Description of the task: Hand back all records exactly, pictures omitted.
((
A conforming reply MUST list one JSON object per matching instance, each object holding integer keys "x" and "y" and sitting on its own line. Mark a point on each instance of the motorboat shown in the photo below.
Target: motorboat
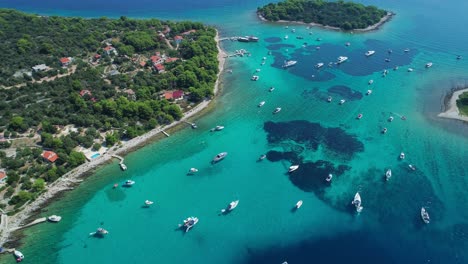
{"x": 289, "y": 63}
{"x": 425, "y": 216}
{"x": 341, "y": 59}
{"x": 298, "y": 204}
{"x": 293, "y": 168}
{"x": 402, "y": 155}
{"x": 18, "y": 255}
{"x": 231, "y": 206}
{"x": 189, "y": 223}
{"x": 193, "y": 170}
{"x": 277, "y": 110}
{"x": 357, "y": 202}
{"x": 388, "y": 174}
{"x": 370, "y": 53}
{"x": 128, "y": 183}
{"x": 219, "y": 157}
{"x": 54, "y": 218}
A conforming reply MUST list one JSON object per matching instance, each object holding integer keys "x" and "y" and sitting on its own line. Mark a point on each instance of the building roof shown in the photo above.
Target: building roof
{"x": 49, "y": 155}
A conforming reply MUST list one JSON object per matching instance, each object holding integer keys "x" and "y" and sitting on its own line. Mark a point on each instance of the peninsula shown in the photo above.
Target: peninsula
{"x": 338, "y": 15}
{"x": 74, "y": 92}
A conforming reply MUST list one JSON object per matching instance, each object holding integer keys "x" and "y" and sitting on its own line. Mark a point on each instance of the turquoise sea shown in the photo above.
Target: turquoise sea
{"x": 321, "y": 137}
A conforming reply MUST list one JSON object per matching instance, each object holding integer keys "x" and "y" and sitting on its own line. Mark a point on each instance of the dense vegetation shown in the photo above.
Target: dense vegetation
{"x": 119, "y": 106}
{"x": 340, "y": 14}
{"x": 462, "y": 103}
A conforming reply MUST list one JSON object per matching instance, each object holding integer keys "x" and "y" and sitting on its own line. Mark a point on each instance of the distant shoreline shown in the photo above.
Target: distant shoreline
{"x": 376, "y": 26}
{"x": 72, "y": 178}
{"x": 451, "y": 109}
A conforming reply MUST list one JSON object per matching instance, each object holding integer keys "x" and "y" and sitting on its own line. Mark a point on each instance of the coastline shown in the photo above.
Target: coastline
{"x": 72, "y": 178}
{"x": 451, "y": 110}
{"x": 376, "y": 26}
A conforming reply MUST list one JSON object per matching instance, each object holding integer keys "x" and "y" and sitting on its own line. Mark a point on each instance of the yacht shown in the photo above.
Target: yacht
{"x": 293, "y": 168}
{"x": 189, "y": 223}
{"x": 341, "y": 59}
{"x": 388, "y": 174}
{"x": 54, "y": 218}
{"x": 219, "y": 157}
{"x": 18, "y": 255}
{"x": 193, "y": 170}
{"x": 370, "y": 53}
{"x": 128, "y": 183}
{"x": 425, "y": 215}
{"x": 357, "y": 202}
{"x": 230, "y": 206}
{"x": 402, "y": 155}
{"x": 289, "y": 63}
{"x": 277, "y": 110}
{"x": 298, "y": 204}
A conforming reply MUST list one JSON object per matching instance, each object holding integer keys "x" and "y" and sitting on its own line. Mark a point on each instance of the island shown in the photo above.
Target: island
{"x": 76, "y": 92}
{"x": 338, "y": 15}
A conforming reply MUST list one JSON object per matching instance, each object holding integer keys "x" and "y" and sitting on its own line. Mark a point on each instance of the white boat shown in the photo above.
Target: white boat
{"x": 298, "y": 204}
{"x": 425, "y": 215}
{"x": 277, "y": 110}
{"x": 18, "y": 255}
{"x": 357, "y": 202}
{"x": 342, "y": 59}
{"x": 231, "y": 206}
{"x": 54, "y": 218}
{"x": 189, "y": 223}
{"x": 219, "y": 157}
{"x": 289, "y": 63}
{"x": 128, "y": 183}
{"x": 293, "y": 168}
{"x": 388, "y": 174}
{"x": 370, "y": 53}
))
Solution for this exercise:
A conforming reply MUST list one JSON object per matching instance, each object holding integer keys "x" and "y" and sitting on its own line. Mark a point on each instance of the motorboat shown in the photo below.
Target: motorboat
{"x": 289, "y": 63}
{"x": 425, "y": 216}
{"x": 341, "y": 59}
{"x": 298, "y": 204}
{"x": 293, "y": 168}
{"x": 402, "y": 155}
{"x": 18, "y": 255}
{"x": 231, "y": 206}
{"x": 189, "y": 223}
{"x": 193, "y": 170}
{"x": 277, "y": 110}
{"x": 357, "y": 202}
{"x": 388, "y": 174}
{"x": 370, "y": 53}
{"x": 128, "y": 183}
{"x": 219, "y": 157}
{"x": 54, "y": 218}
A conforming reply MUST list one JSON object per matching instance, each object holding integer keys "x" and "y" and sitting on its own line. Mark a point on each instance of the building roof shown in the photo above.
Target: building roof
{"x": 49, "y": 155}
A conforming reply MUST list one JSON object per matching instance, each object holding integer keys "x" and "y" and sitting on its own line. Mark a point on each instance of the peninsula shown in the photo above.
Target: peninsula
{"x": 338, "y": 15}
{"x": 74, "y": 92}
A conforming reply MUST list one JSON object per matching instance, each object holding integer keys "x" and "y" and sitting on its own line. Mark a point on each instance of the turquoise sea shown in the photo above.
Target: turquoise sea
{"x": 321, "y": 137}
A conforming reply MUST list one JSON object per matching instance, each object holding integer keys "x" and "y" and sitting on its own line. Mark a point on each instance of the dense vegetation shown in the photo above.
Target: dense vegetation
{"x": 119, "y": 106}
{"x": 340, "y": 14}
{"x": 462, "y": 103}
A conforming reply MUST list one JSON object per matching instance, each object holding integer keys "x" and "y" and sitting on its own line. Mark a point on each instance of the distant shoreline shown in the photo above.
Target: distant shoreline
{"x": 376, "y": 26}
{"x": 72, "y": 178}
{"x": 451, "y": 109}
A conforming reply MUST list one JSON object per matching instance, each object holding integer keys "x" and "y" and sitting on its own line. Mark a point on each instance of the coastline shown in the photo above.
Target: coastline
{"x": 72, "y": 178}
{"x": 451, "y": 110}
{"x": 376, "y": 26}
A conforming reply MUST list one JSON object per matching instance, each object holding integer keys "x" and "y" and sitting on its own line. Mark a point on each instance of the yacht shown in the photo above.
Target: yacht
{"x": 293, "y": 168}
{"x": 189, "y": 223}
{"x": 341, "y": 59}
{"x": 388, "y": 174}
{"x": 54, "y": 218}
{"x": 219, "y": 157}
{"x": 18, "y": 255}
{"x": 193, "y": 170}
{"x": 370, "y": 53}
{"x": 128, "y": 183}
{"x": 425, "y": 215}
{"x": 357, "y": 202}
{"x": 230, "y": 206}
{"x": 402, "y": 155}
{"x": 289, "y": 63}
{"x": 277, "y": 110}
{"x": 298, "y": 204}
A conforming reply MUST list one JSON object per matching instance, each object holding integer keys "x" and "y" and sitting on its own line. Mark a point on each instance of the island shown in the photo above.
Target: island
{"x": 76, "y": 92}
{"x": 338, "y": 15}
A conforming reply MUST list one JSON object per matching instance, each object holding integer keys "x" and "y" and sitting on its own line. Mark a point on each instance of the white boat shown in the photo above.
Target: white boat
{"x": 298, "y": 204}
{"x": 425, "y": 215}
{"x": 277, "y": 110}
{"x": 18, "y": 255}
{"x": 357, "y": 202}
{"x": 342, "y": 59}
{"x": 231, "y": 206}
{"x": 54, "y": 218}
{"x": 189, "y": 223}
{"x": 219, "y": 157}
{"x": 289, "y": 63}
{"x": 128, "y": 183}
{"x": 293, "y": 168}
{"x": 388, "y": 174}
{"x": 370, "y": 53}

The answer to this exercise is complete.